**Article**
************

# If you could hang out with one bass pro for a day?



## Anonymous (Jan 27, 2007)

I think I would go with Bill Dance. He seems like a down to earth, regular guy. Plus he is pretty funny. And that guy can fish.


----------



## Jim (Jan 27, 2007)

Good Choice but a very tough Question. I actually met both Bill Dance and Kevin Van dam (check the gallery). 

If I wanted to relax, have fun, shoot the stuff, and here some good ole stories....It would be Bill Dance for sure.

If I wanted to learn a techniques on the go Like perfecting the Spinnerbait or learn about tourney fishing ins and outs I would go with KVD.


----------



## MissouriBassin (Jan 30, 2007)

If I could choose any angler it would be Virgil Ward. I learned so much from his show as a kid and loved how he demonstrated the lures he was using in a fishtank. 

If the angler must be a living angler, I would choose Greg Hackney.


----------



## Jim (Jan 30, 2007)

************

**Record set**
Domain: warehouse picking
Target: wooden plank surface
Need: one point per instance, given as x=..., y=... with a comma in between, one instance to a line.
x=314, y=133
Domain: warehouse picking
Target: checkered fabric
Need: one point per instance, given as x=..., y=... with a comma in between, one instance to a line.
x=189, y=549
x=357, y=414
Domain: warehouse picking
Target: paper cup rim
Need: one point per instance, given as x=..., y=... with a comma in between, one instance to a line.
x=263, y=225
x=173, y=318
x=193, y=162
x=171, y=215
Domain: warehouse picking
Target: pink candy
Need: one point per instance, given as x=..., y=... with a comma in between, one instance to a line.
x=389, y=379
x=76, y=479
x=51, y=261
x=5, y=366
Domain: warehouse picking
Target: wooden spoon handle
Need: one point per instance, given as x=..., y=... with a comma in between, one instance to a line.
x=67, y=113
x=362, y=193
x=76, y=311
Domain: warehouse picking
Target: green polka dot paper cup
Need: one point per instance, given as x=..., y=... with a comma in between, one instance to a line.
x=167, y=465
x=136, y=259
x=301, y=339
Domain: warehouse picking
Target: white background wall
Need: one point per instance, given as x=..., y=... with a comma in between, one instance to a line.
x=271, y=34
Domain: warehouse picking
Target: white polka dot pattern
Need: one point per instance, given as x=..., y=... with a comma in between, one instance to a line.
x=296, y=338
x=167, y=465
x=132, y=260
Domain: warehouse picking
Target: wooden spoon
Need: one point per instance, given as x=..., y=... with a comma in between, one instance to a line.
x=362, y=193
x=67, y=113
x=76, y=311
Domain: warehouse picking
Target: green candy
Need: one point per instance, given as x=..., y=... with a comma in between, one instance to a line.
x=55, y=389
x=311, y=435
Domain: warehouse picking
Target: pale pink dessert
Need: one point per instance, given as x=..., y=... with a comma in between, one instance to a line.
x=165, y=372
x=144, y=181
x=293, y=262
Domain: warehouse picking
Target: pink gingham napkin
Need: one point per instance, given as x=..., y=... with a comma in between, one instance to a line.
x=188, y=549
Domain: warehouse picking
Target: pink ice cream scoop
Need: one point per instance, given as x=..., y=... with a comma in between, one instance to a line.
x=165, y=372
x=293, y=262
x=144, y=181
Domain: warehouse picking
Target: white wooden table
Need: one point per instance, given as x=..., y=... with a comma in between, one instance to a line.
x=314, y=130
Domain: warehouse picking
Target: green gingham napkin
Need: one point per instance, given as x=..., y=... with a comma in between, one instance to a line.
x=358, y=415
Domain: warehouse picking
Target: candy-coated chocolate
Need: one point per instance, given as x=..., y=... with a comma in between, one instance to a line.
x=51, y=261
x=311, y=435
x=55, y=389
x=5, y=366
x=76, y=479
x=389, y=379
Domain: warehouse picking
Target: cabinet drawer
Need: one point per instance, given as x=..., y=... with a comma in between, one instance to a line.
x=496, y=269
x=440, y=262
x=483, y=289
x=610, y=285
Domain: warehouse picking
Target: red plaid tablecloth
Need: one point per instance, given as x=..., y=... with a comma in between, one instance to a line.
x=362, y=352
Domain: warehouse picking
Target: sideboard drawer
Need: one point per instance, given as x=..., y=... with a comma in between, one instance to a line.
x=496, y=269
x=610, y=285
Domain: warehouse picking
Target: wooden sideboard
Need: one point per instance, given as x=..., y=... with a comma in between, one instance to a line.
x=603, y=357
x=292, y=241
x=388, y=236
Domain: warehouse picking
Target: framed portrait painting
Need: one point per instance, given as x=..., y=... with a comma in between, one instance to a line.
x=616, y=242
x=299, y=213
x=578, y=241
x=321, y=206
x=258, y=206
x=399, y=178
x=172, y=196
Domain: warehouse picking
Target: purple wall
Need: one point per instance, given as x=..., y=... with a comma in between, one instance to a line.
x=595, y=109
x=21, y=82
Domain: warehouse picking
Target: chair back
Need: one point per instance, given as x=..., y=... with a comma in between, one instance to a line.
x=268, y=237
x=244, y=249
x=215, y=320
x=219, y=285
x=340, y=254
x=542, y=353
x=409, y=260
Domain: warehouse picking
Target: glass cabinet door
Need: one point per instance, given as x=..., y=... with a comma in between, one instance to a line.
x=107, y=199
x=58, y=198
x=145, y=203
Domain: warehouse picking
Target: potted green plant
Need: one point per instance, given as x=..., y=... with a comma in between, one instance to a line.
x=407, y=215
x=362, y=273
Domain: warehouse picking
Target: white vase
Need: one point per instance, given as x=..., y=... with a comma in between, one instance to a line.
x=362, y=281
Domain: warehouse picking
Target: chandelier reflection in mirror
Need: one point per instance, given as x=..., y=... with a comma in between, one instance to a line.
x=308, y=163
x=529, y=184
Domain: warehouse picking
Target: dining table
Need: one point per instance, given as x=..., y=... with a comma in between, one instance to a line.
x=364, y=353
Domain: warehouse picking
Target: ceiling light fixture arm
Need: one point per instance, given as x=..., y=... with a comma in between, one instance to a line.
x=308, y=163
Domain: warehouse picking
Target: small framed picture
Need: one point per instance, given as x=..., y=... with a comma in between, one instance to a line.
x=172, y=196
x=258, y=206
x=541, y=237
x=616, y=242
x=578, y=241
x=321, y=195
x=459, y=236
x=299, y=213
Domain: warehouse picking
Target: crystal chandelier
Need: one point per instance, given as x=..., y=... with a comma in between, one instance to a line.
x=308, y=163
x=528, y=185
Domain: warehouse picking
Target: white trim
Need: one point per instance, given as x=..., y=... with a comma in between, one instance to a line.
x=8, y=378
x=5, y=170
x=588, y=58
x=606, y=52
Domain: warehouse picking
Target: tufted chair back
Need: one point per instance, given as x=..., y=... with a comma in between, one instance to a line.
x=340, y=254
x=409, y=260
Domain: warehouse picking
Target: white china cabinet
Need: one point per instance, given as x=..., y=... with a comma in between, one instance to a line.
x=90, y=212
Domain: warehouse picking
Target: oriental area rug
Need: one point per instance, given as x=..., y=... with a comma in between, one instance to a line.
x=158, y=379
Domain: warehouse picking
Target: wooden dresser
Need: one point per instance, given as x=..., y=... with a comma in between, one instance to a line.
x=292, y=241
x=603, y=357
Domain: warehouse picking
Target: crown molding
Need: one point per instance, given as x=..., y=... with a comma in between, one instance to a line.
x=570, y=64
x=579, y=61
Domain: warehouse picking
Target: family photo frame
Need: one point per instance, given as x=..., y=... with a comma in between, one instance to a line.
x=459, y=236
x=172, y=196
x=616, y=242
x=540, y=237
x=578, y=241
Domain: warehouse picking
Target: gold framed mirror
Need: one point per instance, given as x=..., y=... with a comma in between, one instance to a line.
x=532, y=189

************

**Short task 1**
In the bass pro thread, which angler does MissouriBassin pick if the choice must be a living angler?
**Short task 2**
Say whether each statement agrees with the bass pro thread, answering yes or no and quoting the deciding words:
(a) Jim has met both Bill Dance and Kevin Van dam.
(b) The first poster would choose Kevin Van dam.
(c) MissouriBassin watched Virgil Ward's show as a kid.
**Short task 3**
Write the next part of the bass pro thread, beginning with Jim's Jan 30, 2007 post.
The material comes from a source unrelated to the bass pro thread.

**Result 1**
Greg Hackney.

**Result 2**
(a) Yes: "I actually met both Bill Dance and Kevin Van dam"
(b) No: "I think I would go with Bill Dance."
(c) Yes: "I learned so much from his show as a kid"

**Result 3**
MissouriBassin said:


> If I could choose any angler it would be Virgil Ward. I learned so much from his show as a kid and loved how he demonstrated the lures he was using in a fishtank.
> 
> If the angler must be a living angler, I would choose Greg Hackney.



Virgil Ward. He created the Beetle Spin....Wow! you learn something new every day. What a life this guy had! I never heard of him till you mentioned his name. I googled his name and came up with this:

https://www.bassinusa.com/busa/pro_staff/virgil_ward.asp

Thanks!


----------



## Anonymous (Jan 30, 2007)

Denny B. just because I am a Jig fishing nut.

D.R.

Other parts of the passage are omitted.